> What to work on: Reproduce all entries word for word.

(Entries taken from a collection)
══════════
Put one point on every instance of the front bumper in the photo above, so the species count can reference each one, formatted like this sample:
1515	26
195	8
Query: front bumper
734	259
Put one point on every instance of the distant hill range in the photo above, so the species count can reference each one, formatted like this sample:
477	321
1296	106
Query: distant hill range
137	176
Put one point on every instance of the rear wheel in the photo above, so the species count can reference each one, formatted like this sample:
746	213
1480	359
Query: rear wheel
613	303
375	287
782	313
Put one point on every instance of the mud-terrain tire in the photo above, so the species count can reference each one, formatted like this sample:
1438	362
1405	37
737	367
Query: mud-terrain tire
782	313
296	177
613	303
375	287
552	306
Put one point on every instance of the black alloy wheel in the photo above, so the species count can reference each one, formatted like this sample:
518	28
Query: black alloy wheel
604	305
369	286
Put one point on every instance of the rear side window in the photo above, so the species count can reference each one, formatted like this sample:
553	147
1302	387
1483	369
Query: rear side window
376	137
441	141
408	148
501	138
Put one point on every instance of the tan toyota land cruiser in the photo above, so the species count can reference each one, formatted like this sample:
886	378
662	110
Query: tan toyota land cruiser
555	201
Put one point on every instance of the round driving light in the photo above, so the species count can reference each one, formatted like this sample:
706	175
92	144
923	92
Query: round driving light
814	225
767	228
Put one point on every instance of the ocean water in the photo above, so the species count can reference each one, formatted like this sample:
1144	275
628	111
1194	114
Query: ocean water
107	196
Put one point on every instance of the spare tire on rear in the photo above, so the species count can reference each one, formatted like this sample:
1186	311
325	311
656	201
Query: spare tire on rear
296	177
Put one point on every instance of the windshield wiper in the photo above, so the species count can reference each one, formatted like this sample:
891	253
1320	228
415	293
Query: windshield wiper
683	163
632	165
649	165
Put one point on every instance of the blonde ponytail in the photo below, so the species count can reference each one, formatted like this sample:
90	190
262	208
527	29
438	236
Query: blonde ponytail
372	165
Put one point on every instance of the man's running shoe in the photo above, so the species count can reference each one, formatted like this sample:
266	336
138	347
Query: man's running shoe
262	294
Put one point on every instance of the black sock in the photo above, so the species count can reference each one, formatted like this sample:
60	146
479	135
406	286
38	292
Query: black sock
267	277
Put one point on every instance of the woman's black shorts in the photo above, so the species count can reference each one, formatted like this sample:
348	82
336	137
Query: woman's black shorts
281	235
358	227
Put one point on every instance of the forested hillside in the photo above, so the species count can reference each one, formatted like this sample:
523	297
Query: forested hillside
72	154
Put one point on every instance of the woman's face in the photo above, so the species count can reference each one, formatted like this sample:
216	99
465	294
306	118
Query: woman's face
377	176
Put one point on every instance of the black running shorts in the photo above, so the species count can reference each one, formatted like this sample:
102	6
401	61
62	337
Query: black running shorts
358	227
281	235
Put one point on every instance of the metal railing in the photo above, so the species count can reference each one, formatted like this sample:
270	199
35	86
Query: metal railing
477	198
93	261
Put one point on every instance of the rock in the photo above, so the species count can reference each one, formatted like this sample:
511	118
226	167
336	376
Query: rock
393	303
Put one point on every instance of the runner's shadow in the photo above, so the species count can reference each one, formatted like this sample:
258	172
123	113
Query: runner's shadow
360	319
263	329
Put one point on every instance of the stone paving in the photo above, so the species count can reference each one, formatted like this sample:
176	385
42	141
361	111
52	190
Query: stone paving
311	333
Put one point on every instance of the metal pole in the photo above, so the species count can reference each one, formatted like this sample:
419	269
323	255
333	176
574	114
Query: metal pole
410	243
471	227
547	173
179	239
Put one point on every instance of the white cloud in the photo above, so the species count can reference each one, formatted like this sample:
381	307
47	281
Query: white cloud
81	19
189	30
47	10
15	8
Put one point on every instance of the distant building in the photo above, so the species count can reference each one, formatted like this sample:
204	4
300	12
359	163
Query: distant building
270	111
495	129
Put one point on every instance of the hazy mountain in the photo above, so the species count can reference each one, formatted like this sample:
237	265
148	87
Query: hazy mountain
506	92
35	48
══════════
> Expected answer:
Put one point on every instance of the front bumper in the photo above, so the species count can reference each one, formatted like this sample:
1515	26
195	8
Query: front bumper
734	259
Put one point on every instance of the distant hill range in the photo above, so the species count can reference each one, formatted like this sample:
477	321
1296	106
Query: distant hill range
137	176
Put one point on every instance of the rear wheel in the photo above, so the species count can reference each one, formatted like this sample:
746	213
1480	359
Query: rear wheel
613	303
375	287
782	313
Put one point on every instance of the mud-terrain tire in the photo above, so the species count can reference each one, formatted like this sample:
1438	362
1405	37
737	367
Query: mud-terrain tire
782	313
296	177
613	303
375	287
552	306
Put one point on every instance of the black alloy wheel in the photo above, so the species count can reference each one, formatted like this sample:
518	28
Query: black alloy wheel
604	305
369	286
Put one point on every instance of the rear side window in the photo above, so the species count can reference each one, formatted like this sample:
553	147
1302	387
1483	369
Query: rear side window
376	137
441	141
408	148
501	138
Put one point on every instance of the tan toyota land cruiser in the photo above, so the species count can reference each one, formatted like this sample:
886	378
662	110
Query: tan toyota land cruiser
555	201
Put one point on every instance of the round driving light in the photo above, so the species count can reference each one, formatted like this sample:
706	175
92	144
923	92
Query: round driving light
814	225
767	228
Put one point on every instance of the ocean water in the photo above, so the species count can reference each one, formatted like this sample:
1144	275
628	111
1194	114
Query: ocean water
107	196
Put one point on every instance of the spare tire on rear in the photo above, so the species count can reference each one, formatted like this sample:
1186	311
325	311
656	201
Query: spare tire on rear
296	177
Put one point on every instance of the windshield wiper in the photo above, so the species count can reference each one, formatted like this sample:
891	253
1320	228
415	293
Query: windshield wiper
683	163
632	165
649	165
Put one point on every instance of the blonde ponytail in the photo below, so the species count can reference each one, formatted like this sample:
90	190
262	208
527	29
438	236
Query: blonde ponytail
372	165
Put one point on every instance of the man's running shoe in the photo above, so the species count can reference each one, formatted like this sample:
266	336
138	347
Query: man's running shoe
262	294
Put one point on every instance of the black sock in the photo above, so the species count can reference each one, formatted like this sample:
60	146
479	135
406	286
38	292
Query: black sock
267	277
Put one point on every instance of the woman's black shorts in the photo above, so the species count can reference each one, formatted like this sample:
348	82
336	137
Query: woman's black shorts
281	235
358	227
Put one point on every instance of the forested hillside in the photo above, so the species count can reference each one, formatted like this sample:
523	297
Query: forested hillside
72	154
Put one point on every instance of the woman's face in the photo above, so the species count can reference each one, formatted like this sample:
216	99
465	294
306	118
Query: woman's face
377	176
Put one point on every instance of the black running shorts in the photo above, so the species count can reference each one, formatted like this sample:
102	6
401	61
62	337
Query: black running shorts
358	227
281	235
Put one point on every instance of the metal railing in the photo above, so the species count can reference each one, formatted like this sample:
270	199
35	86
Query: metal railing
477	198
93	261
Put one point on every instance of the rock in the photo above, so the species count can reference each one, formatted like this sample:
511	118
226	167
336	376
Query: rock
393	303
Put one point on every instance of the runner's shadow in the photo above, so the species count can reference each one, formatted like this sample:
258	172
123	113
Query: runner's shadow
360	319
263	329
Put one point on every instance of the stone paving in the photo above, so the species count can reference each one, formatted like this sample:
176	385
42	141
361	111
52	190
Query: stone paving
311	333
Put one point on every instance of the metal pole in the photo above, so the species count can reference each one, formatted like this sample:
419	269
323	255
333	176
574	114
Query: metal pole
410	243
471	227
547	173
179	239
Put one point on every instance of the white cloud in the photo above, so the species count can reference each one, formatted like this sample:
381	307
47	281
Query: white cloud
81	19
189	30
47	10
15	8
Put one point on every instance of the distant building in the photo above, so the species count can reference each one, formatted like this sample:
204	4
300	12
359	163
Query: distant building
270	111
495	129
Put one point on every instance of the hazy mountain in the photo above, so the species count can reference each one, formatted like this sample:
237	265
148	87
Query: hazy mountain
506	92
35	48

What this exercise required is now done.